_Lesetext_
---

# Angelboot aber wie?!



## Jeronnimo (15. Mai 2017)

Guten Morgen alle zusammen.

gleich mal vorweg, falls mein Beitrag hier falsch falsch eingeordnet ist, steinigt mich nicht gleich bitte, ist mein erster.

Aaaaalsoooo 
Jetzt zu meiner Frage: Ich suche ein Angelboot soweit so gut, da soll auch ein Außenbordmotor dran, klar! es soll natürlich was aushalten und zu meinen Bedürfnissen passen.

HALT!!!!

Bevor es jetzt gleich los geht nimm das oder dass und natürlich mit dem und dem Motor und wo angelst Du überhaupt.....

darum geht es noch gar nicht, ich möchte gerne wissen ob Ihr eventuell Geschäft, Läden, Megastors etc kennt in denen man sich die Boote anschauen kann, anfassen und JAWOHL! sogar eine Beratung erhalten könnte.

---

_Datenteil_
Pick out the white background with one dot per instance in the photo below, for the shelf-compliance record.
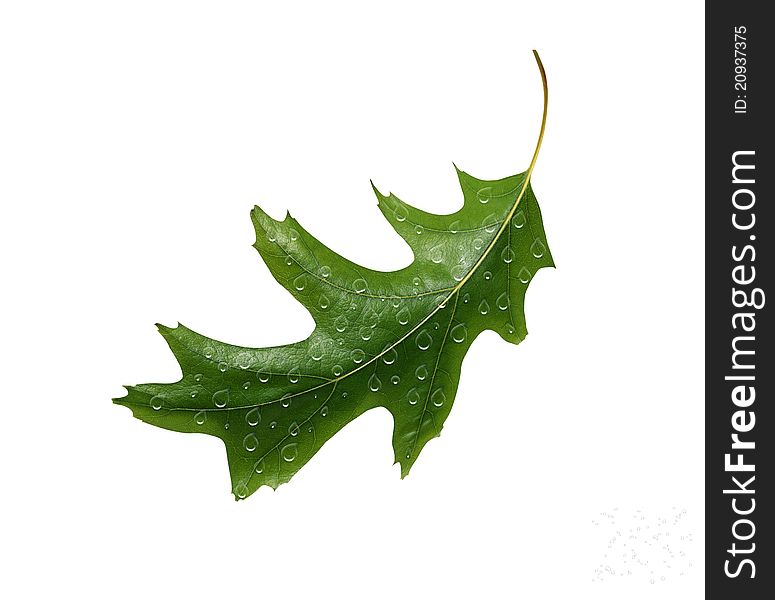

---

_Aufgaben_
1 - Welche Art von Motor soll laut dem Forumsbeitrag zum Angelboot an das Boot?
2 - Gib den Absatz, der mit „darum geht es noch gar nicht“ beginnt, aus dem Forumsbeitrag zum Angelboot in zwei kurzen Sätzen wieder.
3 - Führe den Forumsbeitrag zum Angelboot nach seinem letzten Satz weiter.

_Lösungen_
1 - Ein Außenbordmotor.

2 - Konkrete Empfehlungen zu Boot oder Motor sind noch nicht gefragt. Gesucht werden Geschäfte, in denen man sich Boote ansehen, sie anfassen und sich beraten lassen kann.

3 -
Ich habe jede Seite im Netzt durchforstet die es gibt, ich glaube sogar Google braucht jetzt Urlaub weil ich die Suchmaschine echt belastet haben (seit Wochen) Ich habe sogar die Hersteller angeschrieben mit der Bitte mir eine Übersicht Ihrer Händler zu geben, denn die sieht auf deren Seite nicht (scheibar wollen die Hersteller nicht, dass die Leute wissen, wer Ihre Boote so vertreibt)

 Ich bin da aber wohl etwas Altmodisch. Ich will nicht bei Ebay etc bestellen und hoffen, das dass was ich mir da bestellt habe, passt schon weil irgend so ein Held von den Einschlägigen Herstellern genau mit diesem Boot den größten Wels aller Zeiten aus dem Wasser geholt hat, an einem Fluss wo er seit 3 Wochen Angelt, an dem ich wahrscheinlich niemals angeln werde. und als ob das boot was dafür kann das jetzt ein 7,565454 Meter Wels es an seine Belastungsgrenze bringt.

Ja! ich möchte Geld ausgeben
Ja! ich will ein neues Boot haben
JA! wenn es mich etwas mehr kostet, ich dafür aber gescheit beraten werde und ich ein gutes Gefühl mit dem Boot habe, dann ist das eben so.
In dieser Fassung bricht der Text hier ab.